*Selected text*
===

Securities registered pursuant to Section 12(b) of the Act:
Title of each class Trading Symbol(s) Name of each exchange on which registered
Common Stock UNT NYSE



Item 1.01 Entry Into Material Definitive Agreement.

On March 11, 2020, Unit Corporation (the “Company”) and certain of its subsidiaries (the Company and such subsidiaries, collectively, the “Borrowers”) entered into a Standstill and Amendment Agreement in respect of that certain Senior Credit Agreement, dated as of September 13, 2011 (as amended, supplemented or otherwise modified, the “Credit Agreement”) with the lenders party thereto (collectively, the “Lenders”) and BOKF, NA dba Bank of Oklahoma, as administrative agent for the Lenders (the “Administrative Agent”), as amended by a First Amendment to Standstill and Amendment Agreement dated April 15, 2020, a Second Amendment to Standstill and Amendment Agreement dated April 17, 2020 and a Third Amendment to Standstill and Amendment Agreement dated May 4, 2020, by and among the Borrowers and the Administrative Agent on behalf of the Lenders (as so amended, the “Standstill Agreement”).

On May 15, 2020, the Borrowers entered into a Fourth Amendment to Standstill and Amendment Agreement (the “Fourth Amendment”) with the Administrative Agent under which the parties agreed to extend the Standstill Period under the Standstill Agreement until the earlier of: (i) the receipt by any Credit Party from the Administrative Agent of notice of the occurrence of any Termination Event and (ii) 3:00 p.m. Central time on May 18, 2020. “Termination Event” is defined in the Standstill Agreement to include the occurrence of any one or more of the following: (i) any representation or warranty made or deemed to have been made by any Credit Party under the Standstill Agreement being false, misleading or erroneous in any material respect when made or deemed to have been made, (ii) any Credit Party failing to perform, observe or comply with any covenant, agreement or term contained in the Standstill Agreement or (iii) any Default which is not cured within five (5) business days or Event of Default occurring under the Credit Agreement or any of the other Loan Documents.

===

Raw records:
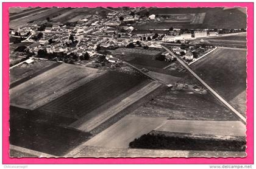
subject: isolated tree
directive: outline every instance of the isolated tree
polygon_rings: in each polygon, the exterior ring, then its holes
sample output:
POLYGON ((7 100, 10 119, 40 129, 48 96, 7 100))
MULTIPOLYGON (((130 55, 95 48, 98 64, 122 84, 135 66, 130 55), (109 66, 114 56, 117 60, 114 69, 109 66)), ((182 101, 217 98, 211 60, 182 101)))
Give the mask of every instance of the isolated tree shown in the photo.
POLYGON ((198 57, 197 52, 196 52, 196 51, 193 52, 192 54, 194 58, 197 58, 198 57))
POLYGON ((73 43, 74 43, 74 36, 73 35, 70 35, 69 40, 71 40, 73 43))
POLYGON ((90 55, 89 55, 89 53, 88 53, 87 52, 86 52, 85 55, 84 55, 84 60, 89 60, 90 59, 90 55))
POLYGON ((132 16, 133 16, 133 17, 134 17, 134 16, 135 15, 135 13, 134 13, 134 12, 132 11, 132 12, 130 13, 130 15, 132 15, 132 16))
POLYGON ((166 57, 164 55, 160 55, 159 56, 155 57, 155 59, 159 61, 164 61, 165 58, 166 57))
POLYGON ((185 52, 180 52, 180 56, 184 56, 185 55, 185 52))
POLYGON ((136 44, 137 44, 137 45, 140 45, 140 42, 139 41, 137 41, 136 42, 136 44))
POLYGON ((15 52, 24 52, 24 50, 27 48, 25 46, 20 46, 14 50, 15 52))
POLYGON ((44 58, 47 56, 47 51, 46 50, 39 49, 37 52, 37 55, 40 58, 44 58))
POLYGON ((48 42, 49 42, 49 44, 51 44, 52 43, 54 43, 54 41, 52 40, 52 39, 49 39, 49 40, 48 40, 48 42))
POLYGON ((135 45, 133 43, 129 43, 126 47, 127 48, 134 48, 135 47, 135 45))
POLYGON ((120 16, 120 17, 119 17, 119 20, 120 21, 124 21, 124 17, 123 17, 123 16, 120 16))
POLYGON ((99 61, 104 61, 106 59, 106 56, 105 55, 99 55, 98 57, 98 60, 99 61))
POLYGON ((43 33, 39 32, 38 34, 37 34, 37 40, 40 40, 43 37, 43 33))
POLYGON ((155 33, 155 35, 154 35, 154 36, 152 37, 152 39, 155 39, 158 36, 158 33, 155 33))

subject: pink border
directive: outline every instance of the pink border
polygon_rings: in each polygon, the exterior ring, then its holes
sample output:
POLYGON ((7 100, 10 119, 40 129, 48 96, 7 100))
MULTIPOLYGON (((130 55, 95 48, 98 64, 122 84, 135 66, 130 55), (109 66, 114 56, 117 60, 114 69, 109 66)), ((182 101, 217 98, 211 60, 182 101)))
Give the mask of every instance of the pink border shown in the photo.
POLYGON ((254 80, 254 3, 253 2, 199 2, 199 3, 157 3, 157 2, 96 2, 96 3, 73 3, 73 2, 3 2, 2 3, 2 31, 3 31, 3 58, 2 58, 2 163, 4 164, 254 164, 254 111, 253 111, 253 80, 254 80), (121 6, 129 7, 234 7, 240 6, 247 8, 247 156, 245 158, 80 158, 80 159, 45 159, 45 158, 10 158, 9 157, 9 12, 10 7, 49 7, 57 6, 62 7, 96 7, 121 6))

===

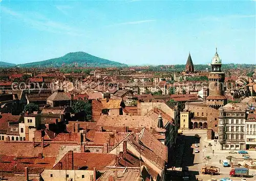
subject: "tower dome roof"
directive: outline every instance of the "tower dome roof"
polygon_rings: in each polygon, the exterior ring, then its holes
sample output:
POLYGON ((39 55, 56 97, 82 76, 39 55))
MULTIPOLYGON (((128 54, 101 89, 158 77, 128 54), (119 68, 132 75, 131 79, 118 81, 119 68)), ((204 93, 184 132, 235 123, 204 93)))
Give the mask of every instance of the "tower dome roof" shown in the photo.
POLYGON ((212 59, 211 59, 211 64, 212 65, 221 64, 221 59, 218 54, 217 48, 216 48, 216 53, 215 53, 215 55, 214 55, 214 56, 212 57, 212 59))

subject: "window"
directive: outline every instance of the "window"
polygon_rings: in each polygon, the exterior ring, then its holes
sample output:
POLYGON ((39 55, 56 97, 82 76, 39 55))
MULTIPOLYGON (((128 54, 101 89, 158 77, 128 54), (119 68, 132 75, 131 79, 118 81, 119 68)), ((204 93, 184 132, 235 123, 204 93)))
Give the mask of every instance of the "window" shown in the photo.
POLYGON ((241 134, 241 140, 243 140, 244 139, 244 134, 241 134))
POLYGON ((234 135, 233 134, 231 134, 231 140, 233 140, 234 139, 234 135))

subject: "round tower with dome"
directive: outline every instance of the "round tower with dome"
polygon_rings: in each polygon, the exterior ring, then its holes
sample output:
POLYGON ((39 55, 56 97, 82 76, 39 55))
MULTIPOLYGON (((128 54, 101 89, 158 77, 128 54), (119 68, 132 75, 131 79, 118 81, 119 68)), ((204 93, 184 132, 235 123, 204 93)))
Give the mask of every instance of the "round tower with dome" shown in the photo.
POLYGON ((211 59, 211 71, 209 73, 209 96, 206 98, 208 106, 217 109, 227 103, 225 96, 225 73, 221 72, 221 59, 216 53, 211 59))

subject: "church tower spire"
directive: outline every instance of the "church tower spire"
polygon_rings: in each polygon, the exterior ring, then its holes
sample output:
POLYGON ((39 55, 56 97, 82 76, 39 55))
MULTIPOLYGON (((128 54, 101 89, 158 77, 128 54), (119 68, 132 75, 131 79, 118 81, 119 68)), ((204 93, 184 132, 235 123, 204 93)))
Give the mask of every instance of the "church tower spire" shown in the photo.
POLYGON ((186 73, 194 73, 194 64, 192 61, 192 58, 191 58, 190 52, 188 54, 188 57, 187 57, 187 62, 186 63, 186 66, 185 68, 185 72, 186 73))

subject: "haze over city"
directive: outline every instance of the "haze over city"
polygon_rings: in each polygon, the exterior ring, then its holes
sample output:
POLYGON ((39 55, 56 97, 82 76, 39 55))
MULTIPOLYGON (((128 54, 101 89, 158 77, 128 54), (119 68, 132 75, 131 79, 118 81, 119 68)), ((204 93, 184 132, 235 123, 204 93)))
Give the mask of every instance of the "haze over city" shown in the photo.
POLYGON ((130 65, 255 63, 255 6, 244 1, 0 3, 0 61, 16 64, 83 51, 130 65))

===

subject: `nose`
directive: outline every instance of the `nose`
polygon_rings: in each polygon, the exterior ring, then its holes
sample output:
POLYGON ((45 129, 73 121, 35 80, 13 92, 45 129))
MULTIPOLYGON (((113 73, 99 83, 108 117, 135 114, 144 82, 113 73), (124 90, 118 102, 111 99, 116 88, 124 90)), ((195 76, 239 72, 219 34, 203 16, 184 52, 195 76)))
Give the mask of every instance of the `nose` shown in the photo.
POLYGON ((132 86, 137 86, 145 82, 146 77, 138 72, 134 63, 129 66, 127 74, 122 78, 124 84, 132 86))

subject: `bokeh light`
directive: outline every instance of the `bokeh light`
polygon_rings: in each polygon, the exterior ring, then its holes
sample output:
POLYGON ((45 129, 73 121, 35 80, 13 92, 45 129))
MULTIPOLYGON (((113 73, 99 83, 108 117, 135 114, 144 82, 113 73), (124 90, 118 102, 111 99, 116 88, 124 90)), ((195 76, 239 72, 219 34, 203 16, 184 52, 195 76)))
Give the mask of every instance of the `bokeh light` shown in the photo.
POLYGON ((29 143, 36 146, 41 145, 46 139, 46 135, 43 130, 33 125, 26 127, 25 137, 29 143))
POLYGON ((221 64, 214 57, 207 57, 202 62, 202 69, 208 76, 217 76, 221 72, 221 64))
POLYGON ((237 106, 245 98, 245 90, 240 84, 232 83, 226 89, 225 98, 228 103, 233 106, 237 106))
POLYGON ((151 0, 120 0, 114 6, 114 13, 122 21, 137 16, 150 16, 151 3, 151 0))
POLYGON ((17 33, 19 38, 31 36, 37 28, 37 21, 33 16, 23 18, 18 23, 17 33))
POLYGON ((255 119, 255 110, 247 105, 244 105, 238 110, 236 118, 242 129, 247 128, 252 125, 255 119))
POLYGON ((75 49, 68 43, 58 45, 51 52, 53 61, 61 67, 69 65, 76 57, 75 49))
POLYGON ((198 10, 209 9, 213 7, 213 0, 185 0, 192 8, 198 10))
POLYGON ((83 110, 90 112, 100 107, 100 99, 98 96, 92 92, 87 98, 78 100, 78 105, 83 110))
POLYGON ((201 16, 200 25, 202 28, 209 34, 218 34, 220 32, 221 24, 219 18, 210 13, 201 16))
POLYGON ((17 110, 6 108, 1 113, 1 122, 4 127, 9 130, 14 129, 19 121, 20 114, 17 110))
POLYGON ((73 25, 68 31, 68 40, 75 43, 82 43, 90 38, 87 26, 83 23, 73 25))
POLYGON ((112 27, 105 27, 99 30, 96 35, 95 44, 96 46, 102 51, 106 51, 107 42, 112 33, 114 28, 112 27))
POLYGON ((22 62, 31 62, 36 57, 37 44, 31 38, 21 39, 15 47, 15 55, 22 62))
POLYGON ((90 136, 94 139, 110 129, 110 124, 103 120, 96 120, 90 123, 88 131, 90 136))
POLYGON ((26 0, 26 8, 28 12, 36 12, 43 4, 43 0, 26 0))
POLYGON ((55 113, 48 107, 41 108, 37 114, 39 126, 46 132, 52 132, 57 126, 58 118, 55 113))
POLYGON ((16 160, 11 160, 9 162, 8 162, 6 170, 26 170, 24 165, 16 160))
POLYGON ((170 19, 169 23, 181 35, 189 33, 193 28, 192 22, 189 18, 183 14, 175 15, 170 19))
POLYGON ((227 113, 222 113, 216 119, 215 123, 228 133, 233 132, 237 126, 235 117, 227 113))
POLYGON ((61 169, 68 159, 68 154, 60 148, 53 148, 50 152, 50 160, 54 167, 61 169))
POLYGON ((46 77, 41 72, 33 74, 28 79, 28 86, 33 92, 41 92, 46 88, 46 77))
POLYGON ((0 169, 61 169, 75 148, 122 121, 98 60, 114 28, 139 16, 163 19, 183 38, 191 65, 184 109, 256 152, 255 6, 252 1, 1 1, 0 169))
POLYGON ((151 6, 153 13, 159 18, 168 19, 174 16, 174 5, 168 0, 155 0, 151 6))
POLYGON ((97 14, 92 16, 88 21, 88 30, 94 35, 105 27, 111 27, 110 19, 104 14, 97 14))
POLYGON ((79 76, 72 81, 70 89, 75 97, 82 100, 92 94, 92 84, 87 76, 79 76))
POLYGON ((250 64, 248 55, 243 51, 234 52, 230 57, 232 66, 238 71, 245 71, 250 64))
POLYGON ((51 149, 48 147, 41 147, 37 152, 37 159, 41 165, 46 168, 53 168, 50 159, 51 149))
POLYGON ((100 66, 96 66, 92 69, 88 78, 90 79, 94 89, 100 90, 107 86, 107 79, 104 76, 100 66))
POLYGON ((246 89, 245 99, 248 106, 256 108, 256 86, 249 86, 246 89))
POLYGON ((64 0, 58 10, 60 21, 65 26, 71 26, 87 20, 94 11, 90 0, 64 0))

===

*Direction 1*
Reproduce the Unit Corporation filing excerpt between "Securities registered pursuant" and "Material Definitive Agreement.", inclusive, swapping "NYSE" for "New York Stock Exchange".
*Direction 2*
Using the Unit Corporation filing excerpt, answer these questions:
(a) What is the trading symbol of the common stock?
(b) On what date was the Senior Credit Agreement dated?
(c) Under the Fourth Amendment, at what time and on what date does the Standstill Period end at the latest?
*Direction 3*
List every calendar date that appears in the Unit Corporation filing excerpt.

*Correct response 1*
Securities registered pursuant to Section 12(b) of the Act:
Title of each class Trading Symbol(s) Name of each exchange on which registered
Common Stock UNT New York Stock Exchange



Item 1.01 Entry Into Material Definitive Agreement.

*Correct response 2*
(a) UNT
(b) September 13, 2011
(c) 3:00 p.m. Central time on May 18, 2020

*Correct response 3*
March 11, 2020; September 13, 2011; April 15, 2020; April 17, 2020; May 4, 2020; May 15, 2020; May 18, 2020